LIMESTONE COUNTY, Ala. (WAFF) - It took decades for Edgar Gross’ family to get his remains identified and returned to Alabama and their efforts led to a heartfelt homecoming. On Memorial Day, hundreds turned out to honor him.
Athens and Limestone County paid tribute to all those who made the ultimate sacrifice for our country, including Gross.
His story was told to a crowd of hundreds as the Alabama Veterans Museum and Archives held a Memorial Day ceremony at the Limestone County Event Center.
After the event, a quiet reverence filled Pryor Street as the hearse carrying Gross passed by on its way to Cherry Grove Baptist Church for his funeral service, everyone waving flags and saluting as the procession went past.
At the church, veterans were on hand to bring his casket inside where many gathered to pay their respects.
“We’re actually living the dream of our parents and grandparents. I can’t tell you how many times I heard them say that they’d hope to see the day when Uncle Ed comes home. Today is that day,” said Stephen Gross about his great-uncle.
Water Tender 2nd Class Gross, a Limestone County native, was killed on the USS Oklahoma when the Japanese attacked Pearl Harbor.
Gross' remains were positively identified after an exhaustive search to match DNA with his relatives.
“It was a wonderful memorial service that we had today to honor all the fallen in Limestone County but a special opportunity to honor the family and all the loved ones of Edgar Gross. What a remarkable story,” said Athens Mayor Ronnie Marks.
“A very special homecoming for Water Tender 2 Edgar Gross who went down the with USS Oklahoma. His family finally got to bring his remains home and lay them to rest where they should be,” added Sandra Thompson, director of the Alabama Veterans Museum.
Gross was assigned to the battleship USS Oklahoma when the ship was attacked by the Japanese on Dec. 7, 1941, at Pearl Harbor, Hawaii.
The ship was struck by multiple torpedoes and capsized within minutes. The captain of the Oklahoma ordered the crew to abandon ship over the starboard side.
Those who escaped swam to the battleship USS Maryland or manned smaller boats and helped pull the wounded out of the water. Rescuers saved 32 sailors by cutting holes into the Oklahoma’s side.
Gross, who hailed from Limestone County’s Carriger community, was one of 415 Navy crew and 14 Marines who died on the Oklahoma. Of that number, about 394 — including Gross — were unidentified. They were buried in the National Memorial Cemetery of the Pacific.
“It just goes to demonstrate the sacrifices that some people made, and others don’t. They have it easy and don’t appreciate what happened. That man was lost. He was in an unmarked grave for the unknowns and it’s just not right that we shouldn’t honor him,” said Jerry Barksdale, Retired Athens Attorney.

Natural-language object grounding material
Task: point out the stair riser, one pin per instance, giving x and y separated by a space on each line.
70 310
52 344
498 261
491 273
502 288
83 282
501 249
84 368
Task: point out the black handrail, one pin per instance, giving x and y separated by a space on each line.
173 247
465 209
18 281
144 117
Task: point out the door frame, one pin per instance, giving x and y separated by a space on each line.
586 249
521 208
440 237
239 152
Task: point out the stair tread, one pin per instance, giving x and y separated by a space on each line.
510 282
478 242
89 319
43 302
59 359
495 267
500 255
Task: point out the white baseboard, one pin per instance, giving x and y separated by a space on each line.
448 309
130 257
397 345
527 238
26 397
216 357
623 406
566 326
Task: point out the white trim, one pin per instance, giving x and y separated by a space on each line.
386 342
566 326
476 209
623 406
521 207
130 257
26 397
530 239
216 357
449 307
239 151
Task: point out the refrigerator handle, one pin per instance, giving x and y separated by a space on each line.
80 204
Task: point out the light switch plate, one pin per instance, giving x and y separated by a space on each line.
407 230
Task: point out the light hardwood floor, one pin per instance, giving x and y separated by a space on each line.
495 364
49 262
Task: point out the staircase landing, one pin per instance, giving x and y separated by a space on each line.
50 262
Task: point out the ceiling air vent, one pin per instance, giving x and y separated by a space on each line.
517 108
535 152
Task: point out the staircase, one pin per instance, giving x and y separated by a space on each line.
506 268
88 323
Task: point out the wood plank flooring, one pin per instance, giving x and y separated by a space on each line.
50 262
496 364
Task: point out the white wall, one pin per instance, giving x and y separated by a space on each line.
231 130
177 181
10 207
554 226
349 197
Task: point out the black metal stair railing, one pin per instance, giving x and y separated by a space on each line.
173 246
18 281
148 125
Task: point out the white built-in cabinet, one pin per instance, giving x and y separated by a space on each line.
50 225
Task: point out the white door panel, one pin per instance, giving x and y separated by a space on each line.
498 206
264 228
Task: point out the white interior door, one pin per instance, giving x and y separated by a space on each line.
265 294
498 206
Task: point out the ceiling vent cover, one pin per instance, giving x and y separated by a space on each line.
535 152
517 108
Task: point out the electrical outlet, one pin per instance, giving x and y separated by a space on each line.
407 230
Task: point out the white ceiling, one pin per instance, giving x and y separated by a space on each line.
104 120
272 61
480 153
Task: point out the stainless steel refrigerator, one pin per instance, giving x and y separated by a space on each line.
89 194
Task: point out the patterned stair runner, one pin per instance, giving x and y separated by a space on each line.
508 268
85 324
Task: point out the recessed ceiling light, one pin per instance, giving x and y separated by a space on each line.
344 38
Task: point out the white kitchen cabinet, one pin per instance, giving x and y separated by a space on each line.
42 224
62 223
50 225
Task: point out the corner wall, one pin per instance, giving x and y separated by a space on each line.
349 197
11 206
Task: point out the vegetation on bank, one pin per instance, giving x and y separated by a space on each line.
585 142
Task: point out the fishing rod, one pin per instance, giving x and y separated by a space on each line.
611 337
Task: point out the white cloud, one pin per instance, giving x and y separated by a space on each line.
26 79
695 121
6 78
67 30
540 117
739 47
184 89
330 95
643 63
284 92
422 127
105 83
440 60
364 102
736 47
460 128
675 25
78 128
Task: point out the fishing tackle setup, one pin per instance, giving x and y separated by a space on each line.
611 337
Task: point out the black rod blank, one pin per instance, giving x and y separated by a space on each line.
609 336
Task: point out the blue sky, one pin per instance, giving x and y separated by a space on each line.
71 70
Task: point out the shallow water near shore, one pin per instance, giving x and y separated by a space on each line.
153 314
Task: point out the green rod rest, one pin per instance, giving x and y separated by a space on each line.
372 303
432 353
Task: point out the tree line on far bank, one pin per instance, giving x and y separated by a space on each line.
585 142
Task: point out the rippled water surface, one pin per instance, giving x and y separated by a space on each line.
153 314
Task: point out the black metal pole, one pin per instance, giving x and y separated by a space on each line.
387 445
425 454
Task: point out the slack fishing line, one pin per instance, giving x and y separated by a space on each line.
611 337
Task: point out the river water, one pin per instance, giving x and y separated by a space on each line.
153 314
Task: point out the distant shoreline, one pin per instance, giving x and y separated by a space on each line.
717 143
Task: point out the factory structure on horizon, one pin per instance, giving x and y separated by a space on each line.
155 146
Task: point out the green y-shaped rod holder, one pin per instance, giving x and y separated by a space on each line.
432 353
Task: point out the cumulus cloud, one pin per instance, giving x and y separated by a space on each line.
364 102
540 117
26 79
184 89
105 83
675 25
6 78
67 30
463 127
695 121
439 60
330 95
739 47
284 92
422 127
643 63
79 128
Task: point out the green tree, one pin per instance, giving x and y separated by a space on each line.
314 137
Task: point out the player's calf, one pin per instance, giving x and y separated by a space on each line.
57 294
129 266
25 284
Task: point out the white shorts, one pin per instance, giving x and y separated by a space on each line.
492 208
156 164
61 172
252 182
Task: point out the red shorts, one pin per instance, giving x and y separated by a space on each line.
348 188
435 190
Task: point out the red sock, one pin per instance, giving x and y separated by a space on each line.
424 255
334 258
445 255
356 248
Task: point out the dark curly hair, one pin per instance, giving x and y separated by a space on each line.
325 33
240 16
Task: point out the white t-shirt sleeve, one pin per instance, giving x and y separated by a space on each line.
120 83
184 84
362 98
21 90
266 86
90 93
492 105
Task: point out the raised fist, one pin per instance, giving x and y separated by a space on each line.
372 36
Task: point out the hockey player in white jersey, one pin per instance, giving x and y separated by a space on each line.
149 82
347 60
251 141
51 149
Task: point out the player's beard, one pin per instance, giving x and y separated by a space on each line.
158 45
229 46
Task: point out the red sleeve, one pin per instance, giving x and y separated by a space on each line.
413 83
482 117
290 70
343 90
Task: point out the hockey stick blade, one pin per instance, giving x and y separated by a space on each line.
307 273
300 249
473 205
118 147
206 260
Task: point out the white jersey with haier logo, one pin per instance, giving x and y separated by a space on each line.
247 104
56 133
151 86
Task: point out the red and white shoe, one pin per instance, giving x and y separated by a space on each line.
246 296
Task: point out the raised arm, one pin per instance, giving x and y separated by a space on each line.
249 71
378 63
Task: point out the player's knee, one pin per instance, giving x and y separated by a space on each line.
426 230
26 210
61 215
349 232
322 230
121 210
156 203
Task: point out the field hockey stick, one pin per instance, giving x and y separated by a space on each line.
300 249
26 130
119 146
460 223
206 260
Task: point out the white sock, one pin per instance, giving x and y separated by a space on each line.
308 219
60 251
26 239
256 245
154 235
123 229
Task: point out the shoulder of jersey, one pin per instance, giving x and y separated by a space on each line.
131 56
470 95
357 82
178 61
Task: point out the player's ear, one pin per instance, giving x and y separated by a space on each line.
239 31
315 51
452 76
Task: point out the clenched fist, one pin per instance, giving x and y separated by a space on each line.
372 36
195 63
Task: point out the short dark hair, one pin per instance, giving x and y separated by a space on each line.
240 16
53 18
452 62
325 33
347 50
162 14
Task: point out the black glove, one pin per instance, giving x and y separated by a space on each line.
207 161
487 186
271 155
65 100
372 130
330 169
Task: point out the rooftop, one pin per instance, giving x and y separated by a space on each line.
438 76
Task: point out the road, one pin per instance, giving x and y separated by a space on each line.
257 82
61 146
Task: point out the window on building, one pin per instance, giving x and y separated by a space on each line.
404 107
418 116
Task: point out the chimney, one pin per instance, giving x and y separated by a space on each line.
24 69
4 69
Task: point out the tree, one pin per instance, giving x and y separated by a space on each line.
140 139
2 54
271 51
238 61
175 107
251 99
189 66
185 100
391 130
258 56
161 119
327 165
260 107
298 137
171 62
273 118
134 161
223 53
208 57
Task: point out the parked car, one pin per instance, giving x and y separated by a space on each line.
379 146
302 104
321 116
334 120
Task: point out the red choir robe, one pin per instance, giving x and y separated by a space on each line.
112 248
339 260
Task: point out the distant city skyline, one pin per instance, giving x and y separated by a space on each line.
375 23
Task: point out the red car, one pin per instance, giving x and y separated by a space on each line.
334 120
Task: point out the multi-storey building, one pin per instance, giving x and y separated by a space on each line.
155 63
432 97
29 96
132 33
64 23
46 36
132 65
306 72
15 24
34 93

• **TASKS TO COMPLETE**
- 1) Reproduce the passage of the Edgar Gross article between "Gross was assigned" and "of the Pacific.", inclusive.
- 2) Answer these questions from the Edgar Gross article:
(a) Where was Gross's funeral service held?
(b) What was Gross's rank?
(c) How many sailors did rescuers save by cutting holes into the Oklahoma's side?
- 3) Write the next part of the Edgar Gross article, picking up after its final sentence.

• **RESPONSES BY ITEM NUMBER**
- 1)
Gross was assigned to the battleship USS Oklahoma when the ship was attacked by the Japanese on Dec. 7, 1941, at Pearl Harbor, Hawaii.
The ship was struck by multiple torpedoes and capsized within minutes. The captain of the Oklahoma ordered the crew to abandon ship over the starboard side.
Those who escaped swam to the battleship USS Maryland or manned smaller boats and helped pull the wounded out of the water. Rescuers saved 32 sailors by cutting holes into the Oklahoma’s side.
Gross, who hailed from Limestone County’s Carriger community, was one of 415 Navy crew and 14 Marines who died on the Oklahoma. Of that number, about 394 — including Gross — were unidentified. They were buried in the National Memorial Cemetery of the Pacific.

- 2)
(a) Cherry Grove Baptist Church
(b) Water Tender 2nd Class
(c) 32

- 3)
James Hickman, a local veteran, attended the Memorial Day events and explained that the USS Oklahoma was one of our first oil fired ships, so the water tender’s job was to keep cooling water coming to the engine of that battleship when it was underway.
“I think it’s absolutely terrific for the community and it’s certainly terrific for the Gross family. Can you imagine? Your loved one has fallen somewhere in battle and you have no body, nothing to bury. You can have a memorial service, but that doesn’t do it. It’s a wonderful thing that this young man has finally come home,” Hickman stated.
Stephen Gross never met his great uncle Edgar, but that didn't stop him from searching for answers or Edgar’s unidentified remains.
He was contacted by Dee Dee King, a genealogist for the Navy’s POW/MIA Department. She started working the case and doing DNA analysis.
"In 2009, the Navy started issuing me work orders for the USS Oklahoma. There were more than 320 cases that I'd work on in the next 3 years and in 2011, I contacted the Gross family," King said.
It took several years, but she put the puzzle together. The Defense POW/MIA Accounting Agency announced that the remains of Water Tender 2nd Class Edgar D. Gross of Athens had been positively identified.
King traveled from Texas to Alabama to be with Gross’ family for the funeral.
Many hope that DNA testing continues to bring closure to other families of those who lost their lives at Pearl Harbor.
“These are the guys who gave everything so that we could continue to prosper as a free and independent nation,” said James L. Walker, Retired LTC and ROTC Instructor.
Stephen Gross said he almost gave up hope with all of the roadblocks his family dealt with over the years, but his relatives finally got to see that Edgar received a respectful burial. They were appreciative of the public’s support.
“It’s just a testament to this community that a fallen son returns home after 77 years, 5 months and 20 days, that they’re welcoming us like they are,” Gross added.